GIVEN EXERCISE >>
Output all the data exactly. Pictures do not belong in the copy.

Location identification items
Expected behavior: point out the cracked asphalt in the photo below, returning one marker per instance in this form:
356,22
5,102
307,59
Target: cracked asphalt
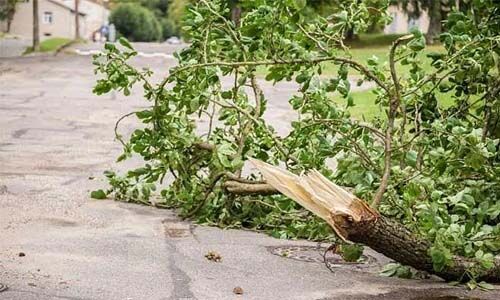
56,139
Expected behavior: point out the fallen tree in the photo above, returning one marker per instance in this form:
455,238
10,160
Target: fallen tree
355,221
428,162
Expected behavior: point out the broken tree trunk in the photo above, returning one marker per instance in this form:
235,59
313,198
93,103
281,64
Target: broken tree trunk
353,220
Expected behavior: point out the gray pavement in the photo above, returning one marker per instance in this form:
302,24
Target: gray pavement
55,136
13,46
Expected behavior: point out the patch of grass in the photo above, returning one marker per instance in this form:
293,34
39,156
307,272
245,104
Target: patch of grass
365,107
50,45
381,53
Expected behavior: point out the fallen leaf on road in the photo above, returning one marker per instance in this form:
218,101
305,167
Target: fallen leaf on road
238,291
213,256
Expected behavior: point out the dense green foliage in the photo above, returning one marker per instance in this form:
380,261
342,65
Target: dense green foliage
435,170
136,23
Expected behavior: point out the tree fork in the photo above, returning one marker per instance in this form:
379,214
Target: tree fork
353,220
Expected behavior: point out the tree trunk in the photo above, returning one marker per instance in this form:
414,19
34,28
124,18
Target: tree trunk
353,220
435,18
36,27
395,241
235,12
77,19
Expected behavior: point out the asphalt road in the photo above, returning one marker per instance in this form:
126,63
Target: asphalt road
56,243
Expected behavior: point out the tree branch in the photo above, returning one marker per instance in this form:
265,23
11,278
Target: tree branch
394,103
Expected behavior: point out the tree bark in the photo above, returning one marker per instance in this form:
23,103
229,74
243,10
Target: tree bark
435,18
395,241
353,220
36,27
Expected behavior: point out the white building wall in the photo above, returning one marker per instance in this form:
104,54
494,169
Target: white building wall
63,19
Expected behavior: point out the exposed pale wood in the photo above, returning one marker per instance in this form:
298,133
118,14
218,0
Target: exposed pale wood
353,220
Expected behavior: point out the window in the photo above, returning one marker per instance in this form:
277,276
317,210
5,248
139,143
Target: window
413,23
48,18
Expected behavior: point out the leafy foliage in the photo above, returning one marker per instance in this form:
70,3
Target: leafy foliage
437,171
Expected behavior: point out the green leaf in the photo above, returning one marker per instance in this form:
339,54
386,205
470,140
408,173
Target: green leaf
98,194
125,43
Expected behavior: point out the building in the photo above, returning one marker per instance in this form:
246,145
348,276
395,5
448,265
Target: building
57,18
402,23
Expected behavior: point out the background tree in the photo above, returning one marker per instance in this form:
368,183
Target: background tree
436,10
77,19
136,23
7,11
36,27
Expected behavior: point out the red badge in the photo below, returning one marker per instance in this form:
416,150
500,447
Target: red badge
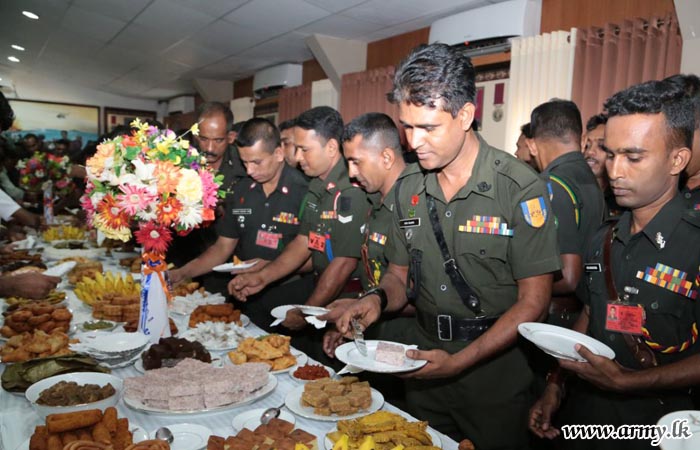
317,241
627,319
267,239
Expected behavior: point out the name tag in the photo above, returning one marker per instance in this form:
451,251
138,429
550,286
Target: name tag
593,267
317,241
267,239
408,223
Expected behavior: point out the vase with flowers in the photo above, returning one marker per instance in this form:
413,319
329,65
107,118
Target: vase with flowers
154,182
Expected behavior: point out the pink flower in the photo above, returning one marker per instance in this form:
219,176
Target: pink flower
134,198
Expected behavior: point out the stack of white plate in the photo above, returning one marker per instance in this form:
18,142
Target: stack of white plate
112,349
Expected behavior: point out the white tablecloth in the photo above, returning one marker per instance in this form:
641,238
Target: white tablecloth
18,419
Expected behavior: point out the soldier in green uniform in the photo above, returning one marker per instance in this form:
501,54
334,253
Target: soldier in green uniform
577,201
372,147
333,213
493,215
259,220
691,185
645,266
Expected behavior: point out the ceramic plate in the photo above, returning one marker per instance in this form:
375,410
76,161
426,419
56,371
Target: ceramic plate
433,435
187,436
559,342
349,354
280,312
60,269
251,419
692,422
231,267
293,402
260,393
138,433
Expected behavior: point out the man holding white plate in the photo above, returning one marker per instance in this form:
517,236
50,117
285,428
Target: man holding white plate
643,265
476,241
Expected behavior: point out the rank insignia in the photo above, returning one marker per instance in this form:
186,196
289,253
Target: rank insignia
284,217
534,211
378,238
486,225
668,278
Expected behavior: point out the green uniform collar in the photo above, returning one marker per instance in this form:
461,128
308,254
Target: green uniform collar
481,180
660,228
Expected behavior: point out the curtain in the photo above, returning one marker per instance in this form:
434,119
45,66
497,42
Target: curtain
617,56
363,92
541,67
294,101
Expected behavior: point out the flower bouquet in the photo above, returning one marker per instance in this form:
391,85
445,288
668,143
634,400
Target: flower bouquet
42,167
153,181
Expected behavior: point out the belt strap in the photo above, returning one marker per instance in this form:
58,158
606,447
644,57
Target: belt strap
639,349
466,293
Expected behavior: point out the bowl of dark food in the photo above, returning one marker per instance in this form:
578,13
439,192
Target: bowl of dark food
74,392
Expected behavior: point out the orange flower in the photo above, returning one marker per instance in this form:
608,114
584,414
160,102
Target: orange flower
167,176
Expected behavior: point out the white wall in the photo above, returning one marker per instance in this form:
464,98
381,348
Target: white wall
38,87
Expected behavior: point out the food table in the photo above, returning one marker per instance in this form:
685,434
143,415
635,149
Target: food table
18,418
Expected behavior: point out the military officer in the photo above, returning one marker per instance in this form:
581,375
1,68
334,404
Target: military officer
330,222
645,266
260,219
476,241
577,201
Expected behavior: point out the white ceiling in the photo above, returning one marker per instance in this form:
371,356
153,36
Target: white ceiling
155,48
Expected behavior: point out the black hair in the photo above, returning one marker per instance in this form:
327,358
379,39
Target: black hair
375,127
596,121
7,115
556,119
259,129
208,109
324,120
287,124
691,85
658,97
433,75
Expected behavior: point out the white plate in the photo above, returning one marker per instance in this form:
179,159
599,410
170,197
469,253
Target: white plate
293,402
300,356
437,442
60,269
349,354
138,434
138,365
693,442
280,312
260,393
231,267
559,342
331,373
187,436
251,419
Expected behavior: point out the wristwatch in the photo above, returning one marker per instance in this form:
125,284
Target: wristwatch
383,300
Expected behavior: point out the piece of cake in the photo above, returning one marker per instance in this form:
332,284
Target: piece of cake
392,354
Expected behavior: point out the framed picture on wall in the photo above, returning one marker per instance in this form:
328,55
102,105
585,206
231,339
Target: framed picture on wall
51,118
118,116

SOLUTION FOR THIS TASK >>
Expected behavior: point out the cracked asphalt in the photo below, returning one marker per instance in this form:
356,22
5,102
307,59
Target: cracked asphalt
56,139
Expected behavior: point out the fallen tree in the photo above, returning one marker per instance in this form:
455,238
10,160
Target: fallen tree
355,221
428,162
Expected behavior: point out the broken tree trunk in the photo above, returning one marker per instance in this form:
235,59
313,198
93,103
281,64
Target: broken tree trunk
353,220
Expected behavior: point out the gray pavement in the photo above, returning one marker per instance in this form:
302,24
Target: gray pavement
55,136
13,46
Expected behavior: point out the patch of grass in the photo above, returning one marker per instance in this form:
293,34
39,156
307,272
245,104
Target: patch of grass
365,107
50,45
381,53
Expected behavior: point out the fallen leaf on road in the photo above, returning one marker per instance in this form:
218,101
305,167
Target: fallen leaf on road
238,291
213,256
Expected behavior: point out the dense green foliage in the photo above, returning one marker per instance in this form:
380,261
342,65
Target: dense green foliage
435,170
136,23
Expected behavior: point out the tree fork in the photo above, returning one marker per instance in this form:
379,214
Target: tree fork
353,220
Expected behavior: point out the tree trunk in the photo above, returning one marker per instance in this form:
414,19
34,28
124,18
Target: tree trunk
353,220
435,18
36,27
395,241
235,12
77,19
Expected behavior: point out the asphalt road in the photo above, returning one marker per instance in this form:
126,63
Target: asphalt road
56,243
Expected behavior: point out the tree branch in the photo above, returning one marker per instance in this form:
265,23
11,278
Target: tree branch
394,103
Expected behavior: point out the tree bark in the photo above, returning one marker per instance in this form:
23,103
229,74
243,10
Target: tree bark
435,18
395,241
353,220
36,27
Expected behavior: point out the white building wall in the photo above, returning one marker per instance in this form:
104,54
494,169
Target: white building wall
63,19
Expected behavior: point out the exposed pale wood in the photo above, returning one marker per instance in this form:
298,133
118,14
218,0
Target: exposed pale wood
353,220
Expected behavior: point out the window in the photo above, returning one marker per instance in this form:
277,276
317,210
5,248
139,143
Target: window
413,23
48,18
Expected behavior: point out the leafy foliage in the photo above, returning one marker per instance in this form:
70,3
Target: leafy foliage
437,171
Expected behavior: point out the green leaf in the photo above, returning one marker per instance in this form:
339,54
386,205
470,140
408,173
Target: green leaf
98,194
125,43
Expected behavior: point out the building in the photo above, returning one marker per instance in this form:
246,145
348,276
395,5
448,265
Target: building
57,18
402,23
Expected behavior: point out the background tree in the photo above, returning one marker per instance in this form:
368,183
Target: background tree
436,10
77,19
136,23
7,11
36,27
Expected behavior: point out the red badge in the photo below, returning one marker per instance in this form:
416,150
500,447
Target: red badge
317,241
627,319
267,239
Expected behavior: point out the name tag in the photo above, returning one marker per instance in this form:
451,251
138,429
550,286
Target: name tag
593,267
317,241
267,239
408,223
Expected behavior: point out the vase with flowers in the photo above, returning one marker per instance in this form:
413,319
329,65
107,118
Target: vase with flowers
154,182
Expected behavior: point out the pink flower in the photo above, returning one marker per instance in this form:
219,176
Target: pink flower
134,198
Expected behavior: point out the stack of white plate in the photo above, returning one marker per instance in this form:
18,142
Target: stack of white plate
112,349
Expected behavior: point out the white tablecloth in the photo above, returning one marker per instance in this form:
641,238
Target: white tablecloth
18,419
Expected behavior: point out the soldier in green uniform in the photo above, returning one marker per instance in this form:
501,54
334,253
Target: soldier in green uniform
577,201
372,147
333,213
493,215
259,220
691,185
645,266
Expected behavior: point out the ceramic plate in the photo above, returning one marker per instance in this form:
375,410
76,161
426,419
56,371
Target: ceramic plate
433,435
187,436
559,342
349,354
280,312
60,269
251,419
692,422
231,267
293,402
260,393
138,433
Expected behavior: point out the man holding white plate in the photo above, returning one marker per instance in this form:
517,236
50,117
285,428
Target: man holding white plate
643,265
476,241
Expected behavior: point out the rank insignia in the photo above, returning one marker per instance in this form:
186,196
289,253
Target: rank insignia
284,217
534,211
378,238
486,225
668,278
Expected behavior: point out the green uniform collar in the photo above, returning one marker per instance in this form:
461,128
308,254
Target: green uniform collar
481,180
660,228
Expected behavior: point out the curtain in the photo above, returning one marker per instance in this form:
434,119
45,66
497,42
Target: curtain
617,56
363,92
541,67
294,101
Expected behavior: point out the flower bouquet in the photo above, returning one marker per instance in this form:
391,85
445,288
668,143
634,400
Target: flower bouquet
42,167
153,181
Expected behavior: point out the belt strap in the photo above, returning one marker per instance in this form:
58,158
606,447
644,57
Target: belt strap
639,349
466,293
Expected behavior: point out the bowl of dark food in the photo above, returning one marker per instance in this form:
578,13
439,192
Target: bowl of dark food
74,392
Expected behavior: point out the orange flower in the photo above, returning one marker per instance in this form:
608,114
584,414
160,102
Target: orange flower
167,176
Expected behavior: point out the white wall in the photo above, returning one marker per instance in this form:
464,98
381,348
Target: white wall
38,87
Expected behavior: point out the food table in the photo above, returning one marker per instance in this form:
685,434
143,415
635,149
Target: food table
18,418
Expected behavior: point out the military officer in the photo above, returning one marker per instance in this form:
581,375
1,68
334,404
Target: military officer
330,222
645,266
260,219
476,241
577,201
Expected behavior: point out the white ceiling in the photo above, returning one marker per instance in this form:
371,356
153,36
Target: white ceiling
155,48
Expected behavior: point out the black hair in the photo above, returning one marker per instance in this form:
327,358
379,39
Target: black hair
375,127
596,121
7,115
556,119
259,129
208,109
324,120
287,124
691,85
658,97
433,75
Expected behavior: point out the white plate in the photo above, returning one marker per instance in this form:
179,159
599,410
170,197
469,253
Target: white plate
293,402
300,356
437,442
60,269
349,354
138,434
138,365
693,442
280,312
260,393
231,267
559,342
331,373
187,436
251,419
Expected behavior: point out the wristwatch in the photo above, returning one marker per instance in this form:
125,284
Target: wristwatch
383,300
Expected behavior: point out the piece of cake in the photo above, returning one marker per instance in this form:
332,284
Target: piece of cake
392,354
Expected behavior: point out the framed picture on wall in the photo above, returning one marker per instance in this form:
328,55
102,105
585,206
231,339
Target: framed picture on wall
51,118
118,116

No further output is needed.